WHAT THE EXERCISE ASKS.
Until the last line is reached, keep transcribing the material exactly.

┌─ RECORD SET

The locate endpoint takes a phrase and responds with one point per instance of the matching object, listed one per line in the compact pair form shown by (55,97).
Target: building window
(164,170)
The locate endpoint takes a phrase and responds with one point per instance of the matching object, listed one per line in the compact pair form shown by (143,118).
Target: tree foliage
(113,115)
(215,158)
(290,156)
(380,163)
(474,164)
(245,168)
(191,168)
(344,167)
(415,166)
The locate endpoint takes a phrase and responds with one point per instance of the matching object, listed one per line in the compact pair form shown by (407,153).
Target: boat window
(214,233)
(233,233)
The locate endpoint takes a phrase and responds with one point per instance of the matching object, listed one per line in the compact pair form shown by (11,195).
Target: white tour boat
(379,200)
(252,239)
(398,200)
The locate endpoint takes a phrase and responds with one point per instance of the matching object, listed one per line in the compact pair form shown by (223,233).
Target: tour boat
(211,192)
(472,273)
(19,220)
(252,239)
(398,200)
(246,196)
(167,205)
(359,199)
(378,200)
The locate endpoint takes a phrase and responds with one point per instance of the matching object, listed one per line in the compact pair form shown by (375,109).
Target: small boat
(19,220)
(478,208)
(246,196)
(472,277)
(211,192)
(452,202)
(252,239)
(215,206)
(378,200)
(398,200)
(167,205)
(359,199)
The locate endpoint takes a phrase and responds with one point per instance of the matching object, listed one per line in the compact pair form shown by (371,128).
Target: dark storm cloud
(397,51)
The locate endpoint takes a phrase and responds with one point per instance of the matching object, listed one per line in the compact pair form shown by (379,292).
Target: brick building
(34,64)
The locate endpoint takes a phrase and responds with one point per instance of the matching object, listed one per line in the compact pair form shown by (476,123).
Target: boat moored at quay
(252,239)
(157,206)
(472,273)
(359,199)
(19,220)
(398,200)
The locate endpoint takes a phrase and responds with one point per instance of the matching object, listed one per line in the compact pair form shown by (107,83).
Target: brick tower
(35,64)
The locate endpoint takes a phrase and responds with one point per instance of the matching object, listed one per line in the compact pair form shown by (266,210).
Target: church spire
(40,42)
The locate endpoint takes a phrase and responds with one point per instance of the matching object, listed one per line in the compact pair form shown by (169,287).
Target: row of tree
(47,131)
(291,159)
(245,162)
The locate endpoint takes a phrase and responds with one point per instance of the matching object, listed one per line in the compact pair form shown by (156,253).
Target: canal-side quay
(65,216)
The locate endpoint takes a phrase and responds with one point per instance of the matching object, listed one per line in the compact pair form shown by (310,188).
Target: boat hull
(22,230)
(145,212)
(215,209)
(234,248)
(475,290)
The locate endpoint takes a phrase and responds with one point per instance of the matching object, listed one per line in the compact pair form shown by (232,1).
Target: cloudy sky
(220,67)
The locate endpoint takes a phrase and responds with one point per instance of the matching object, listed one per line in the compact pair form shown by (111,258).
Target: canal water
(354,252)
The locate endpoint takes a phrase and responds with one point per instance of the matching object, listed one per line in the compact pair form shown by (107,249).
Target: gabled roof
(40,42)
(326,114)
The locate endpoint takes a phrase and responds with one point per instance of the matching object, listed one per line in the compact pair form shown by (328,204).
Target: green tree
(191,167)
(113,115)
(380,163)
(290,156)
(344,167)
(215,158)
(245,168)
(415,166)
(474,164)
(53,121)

└─

EXERCISE RESPONSE.
The locate endpoint takes a phrase and responds with one point per instance of the matching object, listed one per line in the compact pair form shown by (55,97).
Target: building window
(164,170)
The locate endpoint takes a phrase and responds with one point per instance of the matching object, listed one per line in the compact pair form shown by (143,118).
Target: tree foliage
(113,115)
(215,158)
(290,156)
(380,163)
(474,164)
(245,168)
(191,168)
(344,167)
(415,166)
The locate endpoint takes a phrase and responds with one point per instance of the matching object, listed one per line in the compact pair form shown by (407,153).
Target: boat window
(214,233)
(233,233)
The locate endpoint takes a phrase and responds with one point per instance of the matching object, listed one per line in the compact pair form shown by (11,195).
Target: white tour boat
(379,200)
(252,239)
(398,200)
The locate endpoint takes a phrase and responds with one point per instance of the matching object, listed one per line in the compact pair form shown by (223,233).
Target: tour boat
(211,192)
(472,273)
(19,220)
(252,239)
(398,200)
(246,196)
(167,205)
(359,199)
(378,200)
The locate endpoint takes a phrase and responds with one point per instance of the matching object, listed one per line in the compact pair form shown by (375,109).
Target: small boat
(19,220)
(478,208)
(246,196)
(472,277)
(211,192)
(452,202)
(252,239)
(215,206)
(378,200)
(398,200)
(167,205)
(359,199)
The locate endpoint takes a phrase and responds with one point per instance of the matching object, listed one per line in the compact pair form shown by (371,128).
Target: dark storm cloud
(397,51)
The locate endpoint takes a phrase and responds with one point per instance of the matching object, listed one per line in the compact pair form shown by (379,292).
Target: brick building
(34,64)
The locate endpoint takes a phrase and responds with one point per instance of the matching object, listed one per line in the compact pair form shown by (476,123).
Target: boat moored at quay
(252,239)
(157,206)
(472,273)
(359,199)
(19,220)
(398,200)
The locate endpoint takes a phrase and responds with one point per instance of the matching object, listed one per line in the compact pair form shown by (107,83).
Target: brick tower
(35,64)
The locate endpoint takes a phrase and responds with one point per instance of the matching object, listed one per line in the compact pair form shown by (266,210).
Target: church spire
(40,42)
The locate endpoint takes a phrase and responds with one point per instance of the matching object, listed one per line in the compact pair form shown by (169,287).
Target: row of tree
(47,131)
(291,159)
(245,162)
The locate endpoint takes a phrase and responds with one point per instance of the matching object, listed one per line in the compact pair form shown by (156,253).
Target: canal-side quay
(65,216)
The locate endpoint takes a phrase and responds with one point per instance of the matching object, listed one per line in the compact pair form shown by (310,188).
Target: boat hull
(22,230)
(145,212)
(215,209)
(234,248)
(475,290)
The locate endpoint takes a phrase and responds with one point per instance of the matching object, listed one per line in the compact pair form shown by (232,1).
Target: cloudy sky
(220,67)
The locate endpoint takes a phrase and responds with one point per instance of the matching object, listed one per line in the compact pair form shown by (111,258).
Target: canal water
(354,252)
The locate endpoint takes a phrase and responds with one point per instance of the matching object, listed one per line in the compact pair form shown by (107,249).
Target: gabled roof
(40,42)
(326,114)
The locate endpoint takes a phrase and responds with one point per instance of the matching object, listed one per line in the compact pair form shown by (328,204).
Target: green tree
(191,167)
(113,115)
(380,163)
(290,156)
(344,167)
(215,158)
(245,168)
(415,166)
(474,164)
(53,121)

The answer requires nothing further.